_TEXTE DE LECTURE_.
· · · · · · ·
Indispensable ancrage territorial

Après trois années « la tête dans le guidon », l'équipe, qui compte aujourd'hui six personnes et prévoit de recruter deux alternants pour la rentrée, peut enfin s'engager plus sérieusement dans la construction de projets. Comme celui porté par un consortium d'acteurs locaux qu'elle a rejoint : le Lica, tiers-acteur spécialiste de l'intelligence collective et du numérique, les Compagnons du tour de France, la régie de quartier Service 13 ou l'association Appel d'aire qui mène des actions de remobilisation auprès de jeunes déscolarisés ou placés sous main de justice. « Il s'agit d'un projet très large qui vise à s'adapter à chaque personne pour l'amener vers toutes sortes de formations, plus ou moins engageantes ». Le tout, en s'appuyant sur un référentiel de compétences certifiées par des badges numériques, spécialité du LICA, et avec l'appui d'Aix-Marseille Université pour l'évaluation du dispositif.

Avec ce projet, Share-Wood renforce son ancrage sur son territoire. Un sujet majeur pour qu'un tiers-lieu ait un sens, pense Romain Abbühl. « Pour qu'un tel lieu fonctionne, il faut qu'il soit coconstruit avec tous. Qu'il s'adapte aux spécificités des publics ». Mais il faut faire face à un obstacle : la précarité de ces lieux, généralement occupés de façon temporaire. « Il faut que nous trouvions une pérennité ».

Plusieurs pistes sont ainsi à l'étude. Le rachat du terrain en est une. De même qu'un déménagement dans un espace plus vaste. « Ici, on n'arrive plus à accueillir tout le monde. Mais est-ce que l'on veut s'agrandir encore ? ». La question est ouverte.

Share-Wood pourrait aussi se décliner dans d'autres thématiques. « Ce pourrait être dans tous les secteurs en tension. On pense par exemple à un lieu autour de la santé, au sens large ». Un lieu de santé pour tous alors que l'accès aux soins et à la prévention demeure inégal ; et par tous, en ouvrant les portes de ces métiers à des publics toujours plus variés.

« Les tiers-lieux sont là pour répondre à des problématiques locales ». Avec des enjeux forts de démocratie locale. Faisant d'eux des acteurs éminemment politiques, capables, même avec des moyens limités, de « changer les choses de l'intérieur ». Par l'action bien plus que par les discours.
· · · · · · ·
(Lignes de données)

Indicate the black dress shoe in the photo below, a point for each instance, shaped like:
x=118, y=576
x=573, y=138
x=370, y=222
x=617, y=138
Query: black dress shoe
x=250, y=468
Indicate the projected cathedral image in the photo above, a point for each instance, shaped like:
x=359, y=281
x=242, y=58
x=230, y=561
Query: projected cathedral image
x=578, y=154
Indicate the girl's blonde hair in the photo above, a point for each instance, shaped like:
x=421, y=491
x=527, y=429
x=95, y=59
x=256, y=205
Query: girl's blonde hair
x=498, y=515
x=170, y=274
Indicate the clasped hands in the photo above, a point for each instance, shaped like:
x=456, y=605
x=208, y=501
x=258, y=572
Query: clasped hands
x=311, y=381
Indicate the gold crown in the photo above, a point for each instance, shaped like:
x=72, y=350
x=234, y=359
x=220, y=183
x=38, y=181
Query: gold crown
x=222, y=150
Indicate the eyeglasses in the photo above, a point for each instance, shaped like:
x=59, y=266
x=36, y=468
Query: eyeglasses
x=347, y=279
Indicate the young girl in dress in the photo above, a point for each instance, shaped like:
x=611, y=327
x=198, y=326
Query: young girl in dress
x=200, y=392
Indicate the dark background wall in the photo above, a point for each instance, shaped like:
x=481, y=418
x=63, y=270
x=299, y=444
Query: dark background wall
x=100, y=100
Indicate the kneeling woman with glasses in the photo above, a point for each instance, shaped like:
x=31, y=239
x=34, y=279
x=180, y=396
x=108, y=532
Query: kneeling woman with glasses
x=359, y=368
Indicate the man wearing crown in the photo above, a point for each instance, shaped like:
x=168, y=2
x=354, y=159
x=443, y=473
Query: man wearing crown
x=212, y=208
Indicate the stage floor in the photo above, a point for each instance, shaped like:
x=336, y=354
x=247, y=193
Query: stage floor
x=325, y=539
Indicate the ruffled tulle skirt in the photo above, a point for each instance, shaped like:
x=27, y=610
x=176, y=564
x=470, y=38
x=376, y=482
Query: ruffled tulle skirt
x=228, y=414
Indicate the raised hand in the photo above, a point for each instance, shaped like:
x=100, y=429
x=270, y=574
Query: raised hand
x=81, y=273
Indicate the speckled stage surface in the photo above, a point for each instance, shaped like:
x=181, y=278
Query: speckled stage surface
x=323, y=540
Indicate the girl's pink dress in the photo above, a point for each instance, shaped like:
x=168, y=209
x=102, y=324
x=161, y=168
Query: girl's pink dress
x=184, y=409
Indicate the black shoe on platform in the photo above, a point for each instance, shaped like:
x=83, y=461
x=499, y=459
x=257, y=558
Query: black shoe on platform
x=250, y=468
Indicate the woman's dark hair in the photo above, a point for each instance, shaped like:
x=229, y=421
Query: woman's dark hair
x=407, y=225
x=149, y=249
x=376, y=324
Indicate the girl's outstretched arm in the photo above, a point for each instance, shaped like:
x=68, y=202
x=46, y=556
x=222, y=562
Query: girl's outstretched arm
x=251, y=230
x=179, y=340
· · · · · · ·
_EXERCICE ÉCRIT 1_.
Répondez aux questions suivantes d'après le texte de lecture.
(a) Combien de personnes l'équipe compte-t-elle aujourd'hui ?
(b) Quelle université apporte son appui pour l'évaluation du dispositif ?
(c) Autour de quel domaine un autre lieu est-il cité en exemple ?
_EXERCICE ÉCRIT 2_. Reproduisez les lignes des enregistrements en commençant par la ligne qui contient « Indicate the eyeglasses » et en terminant par celle qui contient « x=100, y=100 », ces deux lignes incluses.

_CORRIGÉ 1_.
(a) L'équipe compte aujourd'hui six personnes.
(b) Il s'agit d'Aix-Marseille Université.
(c) Le lieu cité en exemple porte sur la santé, au sens large.

_CORRIGÉ 2_.
Indicate the eyeglasses in the photo above, a point for each instance, shaped like:
x=59, y=266
x=36, y=468
Query: eyeglasses
x=347, y=279
Indicate the young girl in dress in the photo above, a point for each instance, shaped like:
x=611, y=327
x=198, y=326
Query: young girl in dress
x=200, y=392
Indicate the dark background wall in the photo above, a point for each instance, shaped like:
x=481, y=418
x=63, y=270
x=299, y=444
Query: dark background wall
x=100, y=100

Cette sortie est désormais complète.